Direction →
Pull out every line in the listing below that contains the word "water", and copy each one.

Given data →

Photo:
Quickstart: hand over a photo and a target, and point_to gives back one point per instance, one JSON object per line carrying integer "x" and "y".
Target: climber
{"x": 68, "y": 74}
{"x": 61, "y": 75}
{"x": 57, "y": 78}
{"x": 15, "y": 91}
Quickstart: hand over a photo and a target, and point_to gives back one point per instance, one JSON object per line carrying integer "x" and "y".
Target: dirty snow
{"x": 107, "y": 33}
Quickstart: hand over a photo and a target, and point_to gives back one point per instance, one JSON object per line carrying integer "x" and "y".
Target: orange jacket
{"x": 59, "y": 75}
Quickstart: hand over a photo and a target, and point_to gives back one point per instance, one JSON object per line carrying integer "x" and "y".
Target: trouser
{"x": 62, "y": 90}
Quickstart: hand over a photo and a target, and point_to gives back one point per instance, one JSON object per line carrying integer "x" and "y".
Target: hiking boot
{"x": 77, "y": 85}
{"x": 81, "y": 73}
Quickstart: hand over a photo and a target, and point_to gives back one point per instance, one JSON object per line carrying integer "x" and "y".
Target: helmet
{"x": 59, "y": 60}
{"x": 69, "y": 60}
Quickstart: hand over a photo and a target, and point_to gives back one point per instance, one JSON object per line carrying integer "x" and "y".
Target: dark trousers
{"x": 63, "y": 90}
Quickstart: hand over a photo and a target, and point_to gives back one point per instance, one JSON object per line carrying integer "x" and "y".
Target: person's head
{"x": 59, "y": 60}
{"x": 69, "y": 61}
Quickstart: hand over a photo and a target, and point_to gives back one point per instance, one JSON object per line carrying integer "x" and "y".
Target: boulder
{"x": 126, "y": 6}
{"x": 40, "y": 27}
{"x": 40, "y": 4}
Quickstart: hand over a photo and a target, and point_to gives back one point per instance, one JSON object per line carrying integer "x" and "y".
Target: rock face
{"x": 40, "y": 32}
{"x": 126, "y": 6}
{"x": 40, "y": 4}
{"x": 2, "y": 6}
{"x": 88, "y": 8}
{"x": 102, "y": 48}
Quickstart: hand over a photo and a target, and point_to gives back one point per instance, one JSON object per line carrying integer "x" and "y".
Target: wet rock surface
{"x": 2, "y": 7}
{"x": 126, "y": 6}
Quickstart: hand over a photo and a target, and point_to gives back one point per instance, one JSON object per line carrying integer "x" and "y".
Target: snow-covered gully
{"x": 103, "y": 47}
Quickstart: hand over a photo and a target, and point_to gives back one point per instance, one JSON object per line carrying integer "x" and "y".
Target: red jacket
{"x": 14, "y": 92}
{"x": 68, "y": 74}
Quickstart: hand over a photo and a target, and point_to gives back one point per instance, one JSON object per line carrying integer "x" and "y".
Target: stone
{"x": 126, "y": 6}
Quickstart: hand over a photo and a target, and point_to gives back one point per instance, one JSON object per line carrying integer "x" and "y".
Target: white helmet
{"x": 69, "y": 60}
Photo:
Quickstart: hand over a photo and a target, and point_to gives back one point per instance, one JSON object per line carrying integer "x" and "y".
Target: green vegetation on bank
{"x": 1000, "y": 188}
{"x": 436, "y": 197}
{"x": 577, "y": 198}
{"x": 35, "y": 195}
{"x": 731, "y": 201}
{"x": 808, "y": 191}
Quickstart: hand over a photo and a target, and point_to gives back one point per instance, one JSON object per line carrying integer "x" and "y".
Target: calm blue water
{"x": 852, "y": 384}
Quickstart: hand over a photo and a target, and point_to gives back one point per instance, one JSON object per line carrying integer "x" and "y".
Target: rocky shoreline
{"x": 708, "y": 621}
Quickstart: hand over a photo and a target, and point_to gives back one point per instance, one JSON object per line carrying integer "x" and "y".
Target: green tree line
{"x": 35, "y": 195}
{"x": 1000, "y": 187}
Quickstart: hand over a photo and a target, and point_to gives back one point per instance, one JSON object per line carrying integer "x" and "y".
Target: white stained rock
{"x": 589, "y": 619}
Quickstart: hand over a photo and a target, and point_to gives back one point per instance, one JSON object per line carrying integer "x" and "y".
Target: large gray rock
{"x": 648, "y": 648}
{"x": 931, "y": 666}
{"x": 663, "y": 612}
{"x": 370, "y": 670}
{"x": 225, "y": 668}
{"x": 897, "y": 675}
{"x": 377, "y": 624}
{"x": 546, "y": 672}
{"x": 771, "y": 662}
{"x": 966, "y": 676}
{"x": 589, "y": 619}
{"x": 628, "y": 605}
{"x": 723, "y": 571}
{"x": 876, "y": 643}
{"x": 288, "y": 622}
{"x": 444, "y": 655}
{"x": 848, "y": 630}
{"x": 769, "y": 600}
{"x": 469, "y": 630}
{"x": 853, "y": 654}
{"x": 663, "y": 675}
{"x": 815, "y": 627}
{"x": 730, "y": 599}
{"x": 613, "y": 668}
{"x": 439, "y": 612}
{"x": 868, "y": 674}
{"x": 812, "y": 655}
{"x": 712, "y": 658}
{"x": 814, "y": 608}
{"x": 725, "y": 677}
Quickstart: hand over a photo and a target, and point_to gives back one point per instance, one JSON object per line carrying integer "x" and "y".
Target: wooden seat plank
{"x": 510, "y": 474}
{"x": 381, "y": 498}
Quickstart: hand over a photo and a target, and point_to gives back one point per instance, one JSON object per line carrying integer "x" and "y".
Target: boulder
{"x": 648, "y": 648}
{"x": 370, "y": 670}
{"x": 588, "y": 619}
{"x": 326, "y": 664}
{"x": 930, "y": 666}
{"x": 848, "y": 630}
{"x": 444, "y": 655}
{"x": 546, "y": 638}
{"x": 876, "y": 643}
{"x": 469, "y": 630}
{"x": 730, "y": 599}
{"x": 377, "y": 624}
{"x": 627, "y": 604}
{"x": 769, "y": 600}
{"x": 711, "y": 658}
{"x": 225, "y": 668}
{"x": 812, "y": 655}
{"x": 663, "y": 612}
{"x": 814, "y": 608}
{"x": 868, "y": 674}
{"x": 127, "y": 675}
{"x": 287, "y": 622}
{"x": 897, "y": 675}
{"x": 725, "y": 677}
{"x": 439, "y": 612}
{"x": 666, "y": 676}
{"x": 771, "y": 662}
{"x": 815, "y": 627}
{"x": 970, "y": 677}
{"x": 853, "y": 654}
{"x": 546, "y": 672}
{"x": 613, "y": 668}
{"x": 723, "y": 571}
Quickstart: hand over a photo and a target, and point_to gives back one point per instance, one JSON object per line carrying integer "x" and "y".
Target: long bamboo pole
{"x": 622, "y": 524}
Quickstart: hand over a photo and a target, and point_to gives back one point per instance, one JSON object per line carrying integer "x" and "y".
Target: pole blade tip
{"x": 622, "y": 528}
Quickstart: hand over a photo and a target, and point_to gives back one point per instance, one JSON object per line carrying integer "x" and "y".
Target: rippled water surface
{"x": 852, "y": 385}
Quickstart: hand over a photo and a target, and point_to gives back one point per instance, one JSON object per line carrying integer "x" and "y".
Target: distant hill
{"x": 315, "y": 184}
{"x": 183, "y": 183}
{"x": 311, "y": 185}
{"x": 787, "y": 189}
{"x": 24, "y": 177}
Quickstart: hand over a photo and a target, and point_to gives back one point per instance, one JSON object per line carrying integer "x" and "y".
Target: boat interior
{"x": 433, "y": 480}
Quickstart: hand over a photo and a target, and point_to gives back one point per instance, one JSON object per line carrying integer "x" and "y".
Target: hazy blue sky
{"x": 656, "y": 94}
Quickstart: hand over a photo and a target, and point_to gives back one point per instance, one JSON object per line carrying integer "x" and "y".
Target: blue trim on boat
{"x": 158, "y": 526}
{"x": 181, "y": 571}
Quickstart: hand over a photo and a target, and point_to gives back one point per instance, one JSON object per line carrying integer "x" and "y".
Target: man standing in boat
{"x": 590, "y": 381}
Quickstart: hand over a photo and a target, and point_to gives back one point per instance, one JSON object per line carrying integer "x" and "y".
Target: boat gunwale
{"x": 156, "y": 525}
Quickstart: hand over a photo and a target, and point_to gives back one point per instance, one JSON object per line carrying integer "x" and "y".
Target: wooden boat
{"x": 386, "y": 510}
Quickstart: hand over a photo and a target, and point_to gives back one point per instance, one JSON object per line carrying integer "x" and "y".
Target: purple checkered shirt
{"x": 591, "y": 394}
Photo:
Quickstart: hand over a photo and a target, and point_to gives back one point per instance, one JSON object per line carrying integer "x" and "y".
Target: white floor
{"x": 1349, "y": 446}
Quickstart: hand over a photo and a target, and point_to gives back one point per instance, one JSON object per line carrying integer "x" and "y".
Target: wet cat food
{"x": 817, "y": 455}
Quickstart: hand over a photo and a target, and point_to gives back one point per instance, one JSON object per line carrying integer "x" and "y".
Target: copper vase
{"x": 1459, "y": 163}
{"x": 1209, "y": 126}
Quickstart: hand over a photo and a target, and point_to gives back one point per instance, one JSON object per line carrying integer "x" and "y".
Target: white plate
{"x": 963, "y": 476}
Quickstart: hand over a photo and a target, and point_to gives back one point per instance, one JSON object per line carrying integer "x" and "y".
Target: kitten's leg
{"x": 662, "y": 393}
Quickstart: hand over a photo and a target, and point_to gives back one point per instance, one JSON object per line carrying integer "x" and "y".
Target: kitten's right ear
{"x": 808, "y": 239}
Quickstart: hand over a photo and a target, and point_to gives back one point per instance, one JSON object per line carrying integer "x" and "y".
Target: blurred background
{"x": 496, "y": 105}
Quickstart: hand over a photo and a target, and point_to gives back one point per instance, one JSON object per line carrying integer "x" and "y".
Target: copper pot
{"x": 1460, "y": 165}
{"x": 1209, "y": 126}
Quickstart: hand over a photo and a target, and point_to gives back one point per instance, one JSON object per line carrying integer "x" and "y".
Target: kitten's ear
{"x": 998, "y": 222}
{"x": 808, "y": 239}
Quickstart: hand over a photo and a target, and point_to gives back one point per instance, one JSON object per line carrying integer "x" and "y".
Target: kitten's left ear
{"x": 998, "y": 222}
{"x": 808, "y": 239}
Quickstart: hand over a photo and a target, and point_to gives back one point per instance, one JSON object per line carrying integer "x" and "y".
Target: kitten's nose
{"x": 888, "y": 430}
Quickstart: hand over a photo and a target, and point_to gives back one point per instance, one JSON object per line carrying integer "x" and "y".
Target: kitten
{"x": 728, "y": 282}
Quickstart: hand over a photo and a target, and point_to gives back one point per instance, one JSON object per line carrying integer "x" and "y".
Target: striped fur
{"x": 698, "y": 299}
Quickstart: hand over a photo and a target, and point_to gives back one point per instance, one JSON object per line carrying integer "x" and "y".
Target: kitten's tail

Right answer →
Target: calm blue water
Target: rippled water surface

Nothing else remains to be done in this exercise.